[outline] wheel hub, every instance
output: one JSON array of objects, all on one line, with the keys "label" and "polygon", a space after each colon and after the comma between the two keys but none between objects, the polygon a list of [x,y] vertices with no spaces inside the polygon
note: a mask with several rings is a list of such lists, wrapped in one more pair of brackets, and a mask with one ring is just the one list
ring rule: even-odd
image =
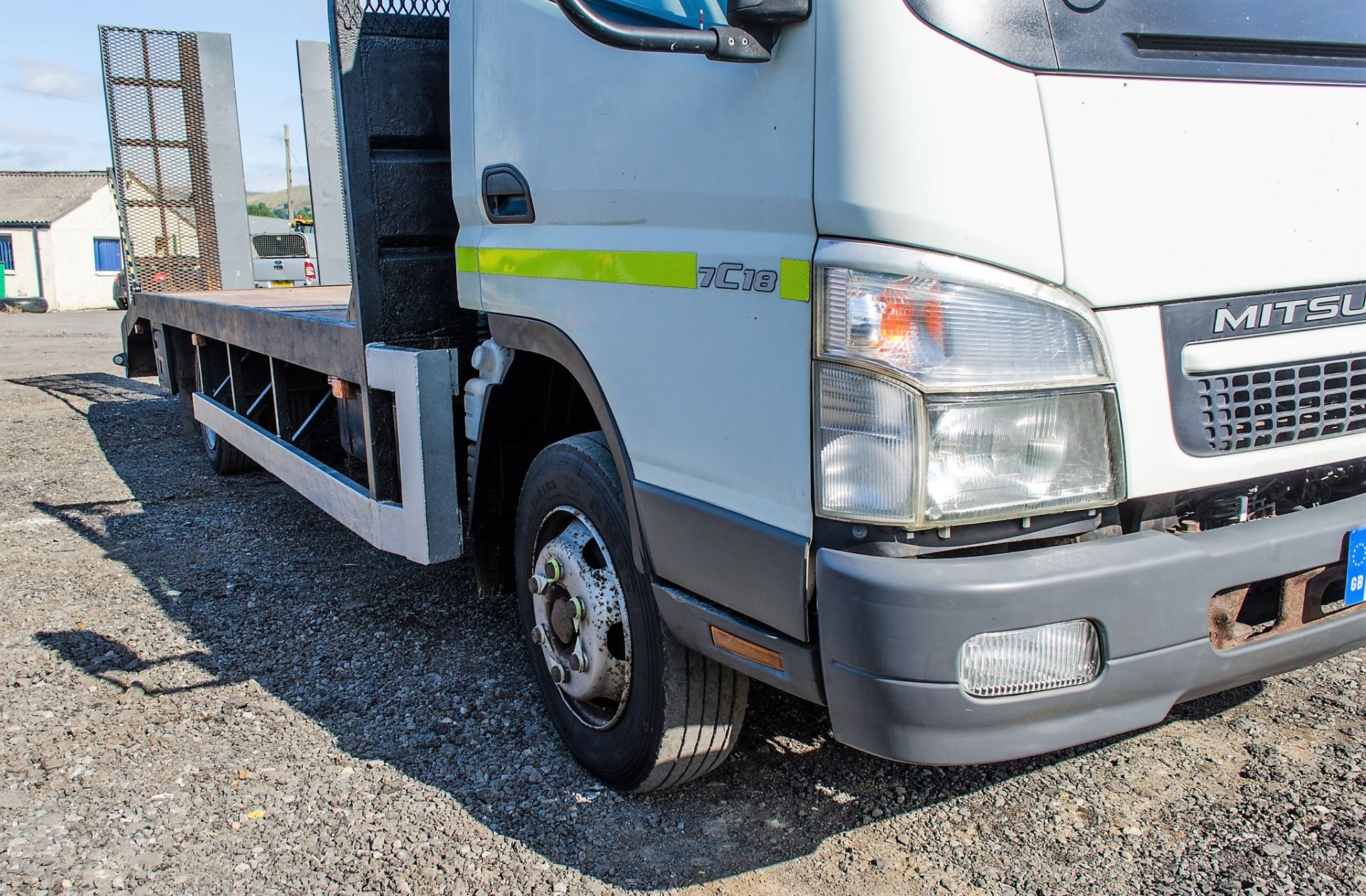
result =
[{"label": "wheel hub", "polygon": [[531,576],[531,641],[566,705],[589,727],[611,728],[631,688],[631,630],[622,580],[602,537],[578,509],[541,523]]}]

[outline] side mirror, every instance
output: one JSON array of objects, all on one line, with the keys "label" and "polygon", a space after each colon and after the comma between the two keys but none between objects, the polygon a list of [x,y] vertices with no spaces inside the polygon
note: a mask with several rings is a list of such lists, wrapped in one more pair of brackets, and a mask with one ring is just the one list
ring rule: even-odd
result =
[{"label": "side mirror", "polygon": [[811,18],[811,0],[728,0],[725,20],[773,49],[779,29]]},{"label": "side mirror", "polygon": [[628,23],[604,15],[591,0],[556,0],[564,15],[600,44],[653,53],[699,53],[727,63],[766,63],[779,29],[811,15],[811,0],[728,1],[728,25],[684,29]]}]

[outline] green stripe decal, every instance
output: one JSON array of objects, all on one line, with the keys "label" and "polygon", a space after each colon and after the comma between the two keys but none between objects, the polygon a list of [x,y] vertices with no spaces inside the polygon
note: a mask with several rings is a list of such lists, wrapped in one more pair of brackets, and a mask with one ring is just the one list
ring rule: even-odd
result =
[{"label": "green stripe decal", "polygon": [[474,246],[456,246],[455,269],[460,273],[479,273],[479,250]]},{"label": "green stripe decal", "polygon": [[777,294],[794,302],[811,300],[811,262],[784,258],[779,265]]},{"label": "green stripe decal", "polygon": [[479,249],[479,272],[508,277],[697,288],[697,255],[693,253]]}]

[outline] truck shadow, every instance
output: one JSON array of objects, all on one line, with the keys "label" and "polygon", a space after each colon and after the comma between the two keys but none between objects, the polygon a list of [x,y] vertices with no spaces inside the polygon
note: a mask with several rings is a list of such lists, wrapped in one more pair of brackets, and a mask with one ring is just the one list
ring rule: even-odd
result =
[{"label": "truck shadow", "polygon": [[[266,474],[213,477],[180,433],[175,400],[156,387],[108,374],[12,382],[78,411],[89,402],[90,429],[133,496],[36,507],[124,564],[202,649],[139,656],[116,632],[86,628],[41,632],[40,643],[102,686],[150,699],[255,680],[347,754],[381,759],[492,830],[608,884],[716,881],[888,815],[923,813],[937,825],[945,800],[1106,746],[999,766],[902,766],[836,743],[824,710],[755,688],[739,747],[716,774],[619,798],[560,748],[535,702],[515,606],[477,597],[467,563],[413,565]],[[187,665],[202,672],[189,683],[172,673]],[[1258,691],[1238,688],[1176,716],[1209,717]]]}]

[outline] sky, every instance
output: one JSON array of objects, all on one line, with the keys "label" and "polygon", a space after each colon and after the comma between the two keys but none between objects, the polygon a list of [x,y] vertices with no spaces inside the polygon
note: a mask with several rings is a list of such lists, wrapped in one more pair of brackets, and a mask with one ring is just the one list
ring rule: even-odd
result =
[{"label": "sky", "polygon": [[0,169],[109,167],[97,26],[232,36],[249,193],[307,183],[294,41],[328,40],[326,0],[0,0]]}]

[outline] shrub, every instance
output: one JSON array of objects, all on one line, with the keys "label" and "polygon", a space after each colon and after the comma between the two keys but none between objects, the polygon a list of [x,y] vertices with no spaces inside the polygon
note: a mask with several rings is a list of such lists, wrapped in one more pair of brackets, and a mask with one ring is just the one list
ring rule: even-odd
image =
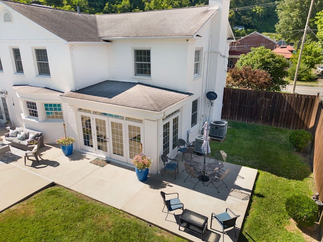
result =
[{"label": "shrub", "polygon": [[313,136],[304,130],[293,131],[289,136],[289,141],[297,151],[304,152],[308,144],[313,140]]},{"label": "shrub", "polygon": [[316,220],[318,206],[306,195],[294,195],[286,200],[286,210],[297,224],[302,226],[312,226]]}]

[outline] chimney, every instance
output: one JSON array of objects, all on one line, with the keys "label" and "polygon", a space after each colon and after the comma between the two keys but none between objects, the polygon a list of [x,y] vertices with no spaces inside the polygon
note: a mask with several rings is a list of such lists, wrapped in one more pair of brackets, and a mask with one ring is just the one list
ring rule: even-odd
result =
[{"label": "chimney", "polygon": [[208,1],[208,9],[218,9],[222,8],[222,4],[217,2],[217,0]]}]

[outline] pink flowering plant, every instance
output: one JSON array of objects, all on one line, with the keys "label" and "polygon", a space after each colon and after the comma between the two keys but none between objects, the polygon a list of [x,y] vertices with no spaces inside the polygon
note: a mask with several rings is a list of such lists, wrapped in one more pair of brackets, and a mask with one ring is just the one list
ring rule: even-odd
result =
[{"label": "pink flowering plant", "polygon": [[56,140],[55,142],[59,145],[68,145],[74,143],[75,142],[75,139],[72,137],[61,137],[60,139]]},{"label": "pink flowering plant", "polygon": [[132,159],[132,164],[138,170],[145,170],[151,165],[152,160],[146,155],[142,154],[136,155]]}]

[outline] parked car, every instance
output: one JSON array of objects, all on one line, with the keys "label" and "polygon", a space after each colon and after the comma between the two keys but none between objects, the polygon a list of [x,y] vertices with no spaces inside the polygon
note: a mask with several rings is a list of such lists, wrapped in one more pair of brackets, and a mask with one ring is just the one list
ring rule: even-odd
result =
[{"label": "parked car", "polygon": [[320,74],[323,74],[323,66],[318,66],[316,68],[316,72],[318,72]]}]

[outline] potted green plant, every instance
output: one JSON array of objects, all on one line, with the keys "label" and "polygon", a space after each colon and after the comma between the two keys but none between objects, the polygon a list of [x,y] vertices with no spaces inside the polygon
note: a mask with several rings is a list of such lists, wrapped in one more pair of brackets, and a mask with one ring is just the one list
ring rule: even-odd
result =
[{"label": "potted green plant", "polygon": [[61,137],[55,142],[61,145],[61,149],[65,155],[71,155],[73,153],[73,144],[75,142],[75,139],[73,137]]},{"label": "potted green plant", "polygon": [[61,145],[61,149],[65,155],[71,155],[73,153],[73,144],[75,142],[75,139],[66,136],[66,128],[65,124],[63,124],[65,136],[57,139],[55,142]]},{"label": "potted green plant", "polygon": [[152,160],[143,154],[135,156],[132,159],[132,164],[135,166],[136,174],[138,180],[143,181],[147,179],[152,162]]}]

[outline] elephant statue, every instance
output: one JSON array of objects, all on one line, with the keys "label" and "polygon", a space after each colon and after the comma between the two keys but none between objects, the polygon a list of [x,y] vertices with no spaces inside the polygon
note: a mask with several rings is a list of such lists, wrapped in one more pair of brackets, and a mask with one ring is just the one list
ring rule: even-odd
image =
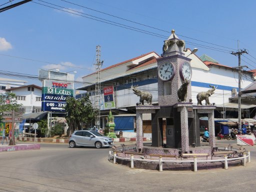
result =
[{"label": "elephant statue", "polygon": [[132,88],[132,90],[134,91],[134,94],[140,96],[140,102],[138,104],[142,104],[144,106],[144,100],[146,100],[148,102],[148,103],[150,103],[150,105],[152,105],[152,94],[148,92],[142,92],[138,90],[136,88],[137,86],[132,86],[130,88]]},{"label": "elephant statue", "polygon": [[185,82],[184,82],[180,88],[178,90],[178,102],[182,102],[186,100],[186,93],[188,91],[188,86],[190,84],[190,82],[185,78]]},{"label": "elephant statue", "polygon": [[198,100],[198,106],[202,105],[202,101],[206,100],[206,106],[211,105],[209,102],[209,97],[214,94],[214,91],[217,88],[218,86],[216,88],[215,86],[209,86],[212,88],[208,90],[207,92],[200,92],[196,96],[196,99]]}]

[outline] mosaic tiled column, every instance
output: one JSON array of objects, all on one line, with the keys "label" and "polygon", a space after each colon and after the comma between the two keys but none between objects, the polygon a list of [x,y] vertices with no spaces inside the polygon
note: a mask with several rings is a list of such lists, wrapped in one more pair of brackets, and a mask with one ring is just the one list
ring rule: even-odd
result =
[{"label": "mosaic tiled column", "polygon": [[199,106],[193,107],[197,109],[198,114],[208,114],[208,130],[209,132],[209,146],[212,150],[216,146],[215,140],[215,128],[214,124],[214,110],[216,106]]},{"label": "mosaic tiled column", "polygon": [[143,114],[154,114],[156,110],[160,109],[158,106],[136,106],[136,127],[137,152],[142,152],[143,150],[143,124],[142,116]]},{"label": "mosaic tiled column", "polygon": [[208,113],[208,126],[209,132],[209,145],[212,150],[216,146],[215,142],[215,128],[214,124],[214,110]]},{"label": "mosaic tiled column", "polygon": [[136,144],[137,152],[142,151],[143,148],[143,126],[142,121],[142,113],[136,112]]},{"label": "mosaic tiled column", "polygon": [[182,152],[190,150],[188,139],[188,110],[184,106],[180,107],[180,128],[182,129]]}]

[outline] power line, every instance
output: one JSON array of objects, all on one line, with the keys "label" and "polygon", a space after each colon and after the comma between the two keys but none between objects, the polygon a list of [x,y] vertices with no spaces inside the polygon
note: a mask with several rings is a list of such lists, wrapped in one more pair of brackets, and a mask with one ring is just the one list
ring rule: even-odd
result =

# # #

Only the lines from the one with "[outline] mosaic tiled column, every instance" through the end of the material are wanted; copy them exactly, both ends included.

[outline] mosaic tiled column, every instance
output: one JSON array of objects, all on one line, with the keys "label" and "polygon", a space after each colon and after the comma between the two keys but none between objects, the polygon a list of [x,y] vertices with no spaces inside the polygon
note: a mask with several rings is a list of such lists, wrapped in one more pair of brackets, and a mask with one ring is just the one list
ring rule: even-odd
result =
[{"label": "mosaic tiled column", "polygon": [[199,106],[193,107],[197,109],[198,114],[208,114],[208,130],[209,132],[209,146],[212,150],[216,146],[215,140],[215,128],[214,124],[214,110],[216,106]]},{"label": "mosaic tiled column", "polygon": [[143,114],[154,114],[156,110],[160,109],[158,106],[136,106],[136,127],[137,152],[142,152],[143,150],[143,124],[142,116]]},{"label": "mosaic tiled column", "polygon": [[208,113],[208,126],[209,132],[209,145],[212,150],[216,146],[215,142],[215,128],[214,124],[214,110]]},{"label": "mosaic tiled column", "polygon": [[136,144],[137,152],[142,151],[143,148],[143,126],[142,121],[142,113],[136,112]]},{"label": "mosaic tiled column", "polygon": [[182,152],[190,150],[188,139],[188,110],[184,106],[180,107],[180,128],[182,129]]}]

[outline] power line, every instance
output: one JSON array of objects, all on one line, with the keys "label" and "polygon", a space after each colon and after the comma between the two keys but none between objects, the polygon a list of [x,y] vertices with no spaces inside the polygon
note: a mask with several rings is a list of such lists, wrapped in one more pair of brackets, and a mask with one ring is just the one list
ring rule: even-odd
result =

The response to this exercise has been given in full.